Make an exact copy of the records below. Include every line.
*** Begin section ***
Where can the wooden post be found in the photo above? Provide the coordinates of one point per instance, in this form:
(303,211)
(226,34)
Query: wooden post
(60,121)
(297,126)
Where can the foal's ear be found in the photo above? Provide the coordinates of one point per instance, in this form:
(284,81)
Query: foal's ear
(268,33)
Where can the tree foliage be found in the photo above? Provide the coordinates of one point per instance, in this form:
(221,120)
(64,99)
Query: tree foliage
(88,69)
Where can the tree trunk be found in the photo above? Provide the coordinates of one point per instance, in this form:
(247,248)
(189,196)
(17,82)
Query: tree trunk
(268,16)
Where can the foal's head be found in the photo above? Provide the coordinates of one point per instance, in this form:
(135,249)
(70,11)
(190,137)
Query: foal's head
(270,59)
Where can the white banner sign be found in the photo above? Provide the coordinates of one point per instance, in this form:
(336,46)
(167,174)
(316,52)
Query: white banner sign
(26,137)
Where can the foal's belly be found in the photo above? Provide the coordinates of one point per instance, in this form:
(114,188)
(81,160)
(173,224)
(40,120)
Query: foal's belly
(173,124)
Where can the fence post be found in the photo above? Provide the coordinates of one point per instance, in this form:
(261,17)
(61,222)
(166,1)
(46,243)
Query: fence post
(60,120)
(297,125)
*** End section ***
EXERCISE RESULT:
Where can the wooden post be found in the photo above? Provide the coordinates of one point per instance, in this form:
(303,211)
(226,34)
Query: wooden post
(60,121)
(297,126)
Where can the foal's ear be found in the photo above? Provide the coordinates of one point per instance, in this form:
(284,81)
Query: foal's ear
(268,33)
Where can the tree foliage be found in the photo above? Provide the coordinates of one point per instance, in this form:
(221,120)
(64,99)
Query: tree foliage
(88,69)
Where can the tree trunk be found in the photo above? Provide the coordinates of one point per instance, in this form:
(247,248)
(189,196)
(17,82)
Query: tree trunk
(268,16)
Where can the foal's head be found in the photo above? Provide the coordinates of one point per instance, in this form:
(135,249)
(70,11)
(190,137)
Query: foal's head
(270,59)
Where can the white banner sign be found in the photo above? Provide the coordinates of one point per instance, in this form:
(336,46)
(167,174)
(316,52)
Query: white banner sign
(26,137)
Where can the foal's belly be found in the photo above? Provide the coordinates of one point per instance, in this form:
(114,188)
(81,160)
(173,224)
(40,120)
Query: foal's belly
(173,124)
Where can the fence post be found in the photo above? Provide the coordinates of one point per instance, in this form:
(261,17)
(61,222)
(166,1)
(46,243)
Query: fence post
(60,120)
(297,125)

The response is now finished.